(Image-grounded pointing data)
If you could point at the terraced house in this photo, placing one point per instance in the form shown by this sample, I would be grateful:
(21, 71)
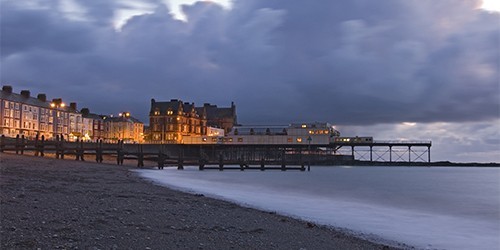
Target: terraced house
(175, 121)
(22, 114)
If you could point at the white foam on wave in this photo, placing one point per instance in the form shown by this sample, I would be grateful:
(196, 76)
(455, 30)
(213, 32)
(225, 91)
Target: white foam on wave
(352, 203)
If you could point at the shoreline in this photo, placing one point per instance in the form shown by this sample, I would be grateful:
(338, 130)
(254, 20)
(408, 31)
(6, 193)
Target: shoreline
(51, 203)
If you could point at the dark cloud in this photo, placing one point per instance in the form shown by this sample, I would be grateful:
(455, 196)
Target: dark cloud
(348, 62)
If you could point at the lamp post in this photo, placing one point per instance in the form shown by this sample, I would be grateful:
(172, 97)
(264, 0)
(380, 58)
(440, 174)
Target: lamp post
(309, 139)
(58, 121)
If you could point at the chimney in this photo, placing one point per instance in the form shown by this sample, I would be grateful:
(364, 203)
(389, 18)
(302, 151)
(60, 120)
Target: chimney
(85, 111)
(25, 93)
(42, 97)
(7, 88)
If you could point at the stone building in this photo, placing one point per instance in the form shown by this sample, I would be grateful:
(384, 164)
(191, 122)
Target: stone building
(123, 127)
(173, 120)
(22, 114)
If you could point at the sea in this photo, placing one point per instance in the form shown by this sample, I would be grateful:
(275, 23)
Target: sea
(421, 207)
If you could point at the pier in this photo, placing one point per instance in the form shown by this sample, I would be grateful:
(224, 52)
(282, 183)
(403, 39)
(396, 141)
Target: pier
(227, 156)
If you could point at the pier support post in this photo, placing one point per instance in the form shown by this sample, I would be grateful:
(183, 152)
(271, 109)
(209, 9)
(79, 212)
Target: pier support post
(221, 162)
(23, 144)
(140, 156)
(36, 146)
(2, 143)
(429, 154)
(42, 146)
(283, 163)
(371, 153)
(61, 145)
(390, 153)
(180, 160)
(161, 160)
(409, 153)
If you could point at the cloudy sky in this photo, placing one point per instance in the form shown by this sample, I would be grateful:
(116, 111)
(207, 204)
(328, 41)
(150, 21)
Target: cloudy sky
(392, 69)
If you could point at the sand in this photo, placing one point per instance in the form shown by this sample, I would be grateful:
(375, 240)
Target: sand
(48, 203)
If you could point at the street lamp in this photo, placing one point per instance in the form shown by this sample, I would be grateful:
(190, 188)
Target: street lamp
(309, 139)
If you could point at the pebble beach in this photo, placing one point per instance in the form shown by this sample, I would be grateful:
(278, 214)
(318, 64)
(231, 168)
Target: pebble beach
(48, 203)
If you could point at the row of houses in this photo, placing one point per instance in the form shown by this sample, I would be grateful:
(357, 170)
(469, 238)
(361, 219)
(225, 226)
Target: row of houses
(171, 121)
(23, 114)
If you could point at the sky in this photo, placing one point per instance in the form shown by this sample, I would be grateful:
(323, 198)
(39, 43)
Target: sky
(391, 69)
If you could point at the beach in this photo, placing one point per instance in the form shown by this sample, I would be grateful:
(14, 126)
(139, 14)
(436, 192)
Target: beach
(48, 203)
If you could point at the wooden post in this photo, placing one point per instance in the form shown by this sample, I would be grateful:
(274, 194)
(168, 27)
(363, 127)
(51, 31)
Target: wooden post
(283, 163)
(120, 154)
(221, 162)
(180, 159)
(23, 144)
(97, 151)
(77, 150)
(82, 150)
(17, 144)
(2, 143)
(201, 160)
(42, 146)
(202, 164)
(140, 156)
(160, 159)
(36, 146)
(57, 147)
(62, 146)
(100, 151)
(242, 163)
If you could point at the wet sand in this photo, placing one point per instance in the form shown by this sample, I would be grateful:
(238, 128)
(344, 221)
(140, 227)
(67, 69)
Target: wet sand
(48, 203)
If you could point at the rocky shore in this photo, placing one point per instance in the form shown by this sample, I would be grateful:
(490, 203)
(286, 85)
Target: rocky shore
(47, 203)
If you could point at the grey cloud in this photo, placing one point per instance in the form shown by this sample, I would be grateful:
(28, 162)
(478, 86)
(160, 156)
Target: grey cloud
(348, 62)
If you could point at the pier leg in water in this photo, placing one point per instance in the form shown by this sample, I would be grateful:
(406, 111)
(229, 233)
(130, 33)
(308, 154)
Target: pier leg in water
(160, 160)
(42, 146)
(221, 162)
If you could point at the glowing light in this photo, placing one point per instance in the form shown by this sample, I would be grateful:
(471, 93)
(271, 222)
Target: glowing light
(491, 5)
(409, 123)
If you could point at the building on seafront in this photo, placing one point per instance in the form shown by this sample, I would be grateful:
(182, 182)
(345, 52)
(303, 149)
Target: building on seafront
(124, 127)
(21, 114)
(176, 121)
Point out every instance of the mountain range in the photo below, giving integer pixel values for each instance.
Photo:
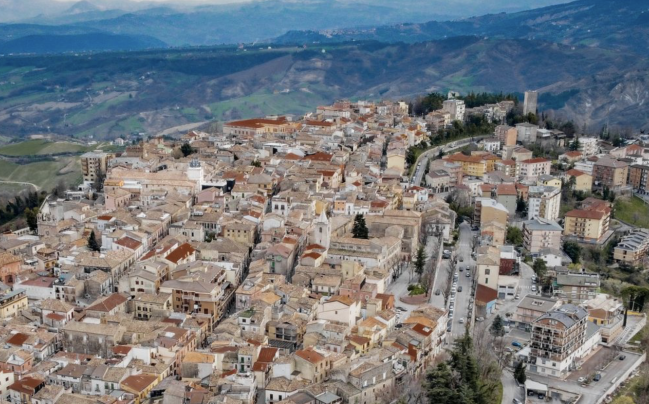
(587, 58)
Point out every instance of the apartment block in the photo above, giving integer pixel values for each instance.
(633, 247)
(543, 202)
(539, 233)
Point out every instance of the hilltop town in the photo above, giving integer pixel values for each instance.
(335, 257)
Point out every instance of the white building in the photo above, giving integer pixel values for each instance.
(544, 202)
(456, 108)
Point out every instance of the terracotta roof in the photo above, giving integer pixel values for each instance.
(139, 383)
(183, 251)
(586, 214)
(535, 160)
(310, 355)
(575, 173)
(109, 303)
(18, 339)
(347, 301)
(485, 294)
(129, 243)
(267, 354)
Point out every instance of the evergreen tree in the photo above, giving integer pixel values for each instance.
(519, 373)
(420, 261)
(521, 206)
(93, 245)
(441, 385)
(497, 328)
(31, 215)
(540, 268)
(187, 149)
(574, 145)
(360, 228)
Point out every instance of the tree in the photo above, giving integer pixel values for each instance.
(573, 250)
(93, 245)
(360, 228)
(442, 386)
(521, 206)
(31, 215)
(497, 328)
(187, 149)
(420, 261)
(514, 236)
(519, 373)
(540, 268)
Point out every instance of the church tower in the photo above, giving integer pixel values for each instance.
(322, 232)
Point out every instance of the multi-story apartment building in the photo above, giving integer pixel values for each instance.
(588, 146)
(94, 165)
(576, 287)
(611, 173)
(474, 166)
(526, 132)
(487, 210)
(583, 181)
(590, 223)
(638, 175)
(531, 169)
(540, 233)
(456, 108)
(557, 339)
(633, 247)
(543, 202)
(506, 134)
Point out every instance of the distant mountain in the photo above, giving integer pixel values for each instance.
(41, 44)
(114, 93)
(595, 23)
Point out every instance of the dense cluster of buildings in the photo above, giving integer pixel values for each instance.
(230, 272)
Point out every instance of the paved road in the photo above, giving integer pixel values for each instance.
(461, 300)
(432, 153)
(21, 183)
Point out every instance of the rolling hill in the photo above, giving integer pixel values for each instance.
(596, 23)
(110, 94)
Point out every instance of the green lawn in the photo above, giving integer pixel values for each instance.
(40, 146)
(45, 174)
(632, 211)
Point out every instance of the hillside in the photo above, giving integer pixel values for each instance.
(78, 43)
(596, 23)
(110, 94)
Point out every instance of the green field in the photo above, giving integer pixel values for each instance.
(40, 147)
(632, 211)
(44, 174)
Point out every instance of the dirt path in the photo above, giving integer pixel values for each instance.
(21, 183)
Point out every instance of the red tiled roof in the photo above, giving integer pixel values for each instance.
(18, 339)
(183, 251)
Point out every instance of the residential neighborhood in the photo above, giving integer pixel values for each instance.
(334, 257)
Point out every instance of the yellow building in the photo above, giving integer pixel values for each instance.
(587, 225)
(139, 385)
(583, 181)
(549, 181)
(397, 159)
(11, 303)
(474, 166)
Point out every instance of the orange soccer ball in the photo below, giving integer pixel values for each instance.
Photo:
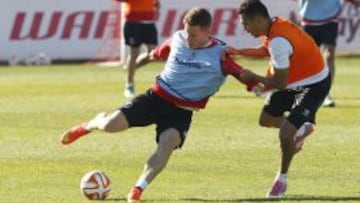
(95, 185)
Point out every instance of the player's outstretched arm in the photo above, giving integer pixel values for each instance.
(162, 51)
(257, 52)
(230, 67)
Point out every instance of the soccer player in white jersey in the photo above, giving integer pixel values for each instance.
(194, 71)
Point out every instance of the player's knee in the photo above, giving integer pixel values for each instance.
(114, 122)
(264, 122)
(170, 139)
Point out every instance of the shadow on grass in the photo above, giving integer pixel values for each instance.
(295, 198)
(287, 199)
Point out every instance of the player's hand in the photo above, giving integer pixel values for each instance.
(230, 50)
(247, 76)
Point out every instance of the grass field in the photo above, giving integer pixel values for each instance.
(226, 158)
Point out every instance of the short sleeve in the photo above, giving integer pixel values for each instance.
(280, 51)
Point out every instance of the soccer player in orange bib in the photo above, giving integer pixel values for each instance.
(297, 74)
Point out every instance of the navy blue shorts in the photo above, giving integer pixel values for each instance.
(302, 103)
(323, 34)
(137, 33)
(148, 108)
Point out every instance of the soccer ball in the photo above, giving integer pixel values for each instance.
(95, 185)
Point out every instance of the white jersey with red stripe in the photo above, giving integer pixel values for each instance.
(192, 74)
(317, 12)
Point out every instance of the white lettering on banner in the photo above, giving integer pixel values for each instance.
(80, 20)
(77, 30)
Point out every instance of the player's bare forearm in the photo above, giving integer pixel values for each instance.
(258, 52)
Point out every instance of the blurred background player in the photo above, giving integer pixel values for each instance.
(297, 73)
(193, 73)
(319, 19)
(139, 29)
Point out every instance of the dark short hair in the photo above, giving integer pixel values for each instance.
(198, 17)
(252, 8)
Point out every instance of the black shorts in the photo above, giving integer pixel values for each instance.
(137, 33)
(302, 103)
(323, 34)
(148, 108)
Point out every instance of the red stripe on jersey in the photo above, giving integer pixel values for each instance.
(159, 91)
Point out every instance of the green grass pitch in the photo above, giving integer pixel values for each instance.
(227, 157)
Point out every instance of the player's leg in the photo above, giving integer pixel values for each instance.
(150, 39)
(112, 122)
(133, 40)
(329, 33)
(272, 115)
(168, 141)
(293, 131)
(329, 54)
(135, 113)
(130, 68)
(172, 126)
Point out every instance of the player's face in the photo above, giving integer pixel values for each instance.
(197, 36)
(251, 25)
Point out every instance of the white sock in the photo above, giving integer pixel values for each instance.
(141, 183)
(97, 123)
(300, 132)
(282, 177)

→ Exercise brief
Report every line above that has the string "below" in it.

→ Your solution
Point out every instance of the mountain range in the photo below, giving integer pixel values for each instance.
Point out every instance of the orange soccer ball in the photo below, giving integer pixel values for each instance.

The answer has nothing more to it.